**УСЛОВИЕ ЗАДАНИЯ**
В какие годы были написаны и опубликованы работы, вошедшие в книгу, согласно предисловию к сборнику о символистах?

16.02.2003 20:35 |
Предисловие к книге: С.С.Гречишкин, А.В.Лавров. Символисты вблизи. Статьи. Публикации
Все работы, собранные в этой книге, были написаны и опубликованы в 1970-е-1980-е годы, в условиях советских идеологических и цензурных ограничений. Особенно тяжко эти ограничения сказывались на исследованиях, посвященных истории русской литературы эпохи модернизма. Политическая нетерпимость по отношению к тем писателям, кто <не понял> и <не принял> Октябрьского переворота (или Великого Октября, согласного тогдашней норме высказывания), сочеталась с нетерпимостью эстетической: применительно к авторам, творившим в XX веке, нормой и эталоном был социалистический реализм, исторически объяснимым и в целом <прогрессивным явлением> - критический реализм; символисты же, акмеисты и футуристы были приемлемы лишь в той мере, в какой они <преодолевали> в себе символизм, акмеизм и футуризм. Сравнительно благополучно проскакивали между политической Сциллой и эстетической Харибдой Александр Блок и Валерий Брюсов - и то исключительно благодаря верноподданническим заклинаниям присяжных советских литературоведов; с трудом протискивались Андрей Белый и Максимилиан Волошин; остальным символистам путь в эмпиреи, уготованные для дозволенных и почитаемых <отечественных классиков>, был наглухо прегражден.
Сказанное отчасти объясняет, почему в печатаемых ниже работах в центре внимания оказываются прежде всего упомянутые имена. Однако о <разрешенных>, по квалификации О.Мандельштама, авторах мы пытались говорить так, как это принято в сочинениях, <написанных без разрешения>. Касаясь тех или иных личностей, проблем, реалий, мы зачастую были лишены возможности сказать всё, что могли в данном случае сказать. Но мы не писали от своего имени того, чего не думали, с чем не солидаризировались; не прибегали к цитатам из <основоположников> и к оценочным ритуальным формулировкам, лишенным какого-либо подлинного содержания, кроме одного - готовности тех, кто их переносит на бумагу, исполнять <разрешенное> в общем хоре и по утвержденной программе. Поэтому и сейчас, возвращаясь к своим давним писаниям, мы не пытаемся переписать их заново, довести до того уровня, которого достигло изучение истории русской литературы символистской эпохи на сегодняшний день, не вносим в них принципиальных коррективов. Ограничиваемся лишь мелкой стилистической правкой, устранением отдельных смысловых и фактических погрешностей, допущенных в прежних публикациях, частичным обновлением библиографического аппарата (прежде всего это касается замены архивных шифров на отсылки к публикациям, появившимся после выхода в свет соответствующих работ). Восстановлены также сокращения, сделанные редакторами, вопреки воле авторов, при подготовке работ к печати. Некоторые материалы дополнены краткими пояснениями, помещенными в конце текста ( ); там же - сведения о первоначальных публикациях работ.

**СОБРАННЫЕ ДАННЫЕ**
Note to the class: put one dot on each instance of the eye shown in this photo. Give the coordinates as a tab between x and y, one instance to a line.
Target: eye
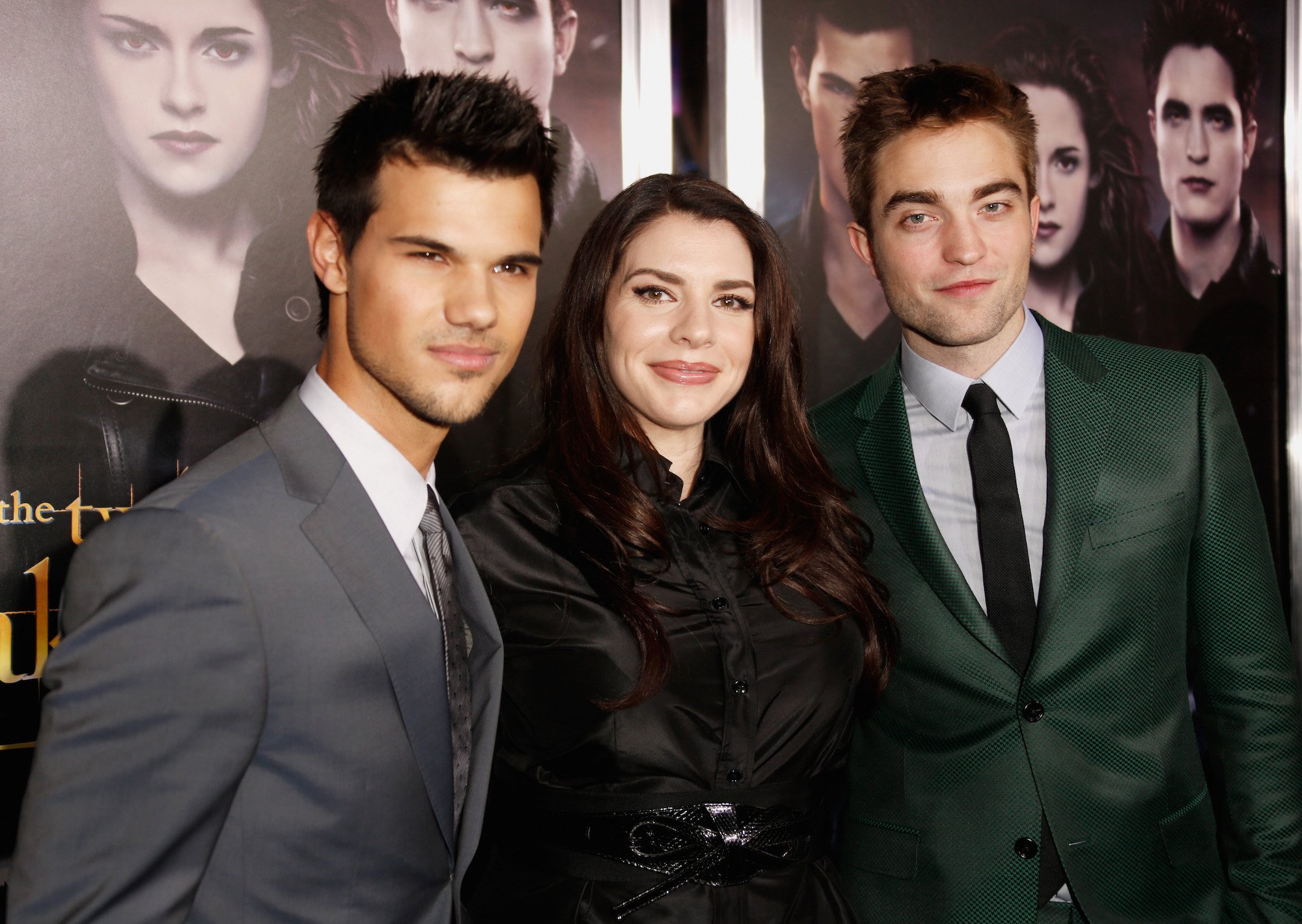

**РЕШЕНИЕ ЗАДАЧИ**
В 1970-е–1980-е годы.